[Given problem]
Please turn every line of the records below into a Markdown table with two columns, Row and Line text, numbering the rows in order and skipping blank lines. Leave the pictures out of the table.

begin Record extracts

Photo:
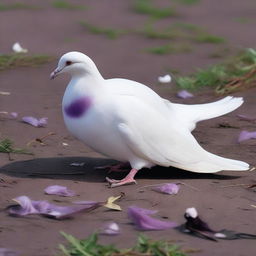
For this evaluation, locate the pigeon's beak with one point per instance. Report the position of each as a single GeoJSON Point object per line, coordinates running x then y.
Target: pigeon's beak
{"type": "Point", "coordinates": [55, 73]}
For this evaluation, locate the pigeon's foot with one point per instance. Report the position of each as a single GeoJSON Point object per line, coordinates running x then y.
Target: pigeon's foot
{"type": "Point", "coordinates": [129, 179]}
{"type": "Point", "coordinates": [122, 167]}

end Record extracts

[Task solution]
| Row | Line text |
|---|---|
| 1 | Photo: |
| 2 | For this evaluation, locate the pigeon's beak with one point per instance. Report the position of each as a single GeoJSON Point object per line, coordinates running x then y. |
| 3 | Target: pigeon's beak |
| 4 | {"type": "Point", "coordinates": [55, 73]} |
| 5 | For this evaluation, locate the pigeon's foot with one point per instance. Report the position of each as a single GeoJSON Point object per line, coordinates running x then y. |
| 6 | Target: pigeon's foot |
| 7 | {"type": "Point", "coordinates": [129, 179]} |
| 8 | {"type": "Point", "coordinates": [122, 167]} |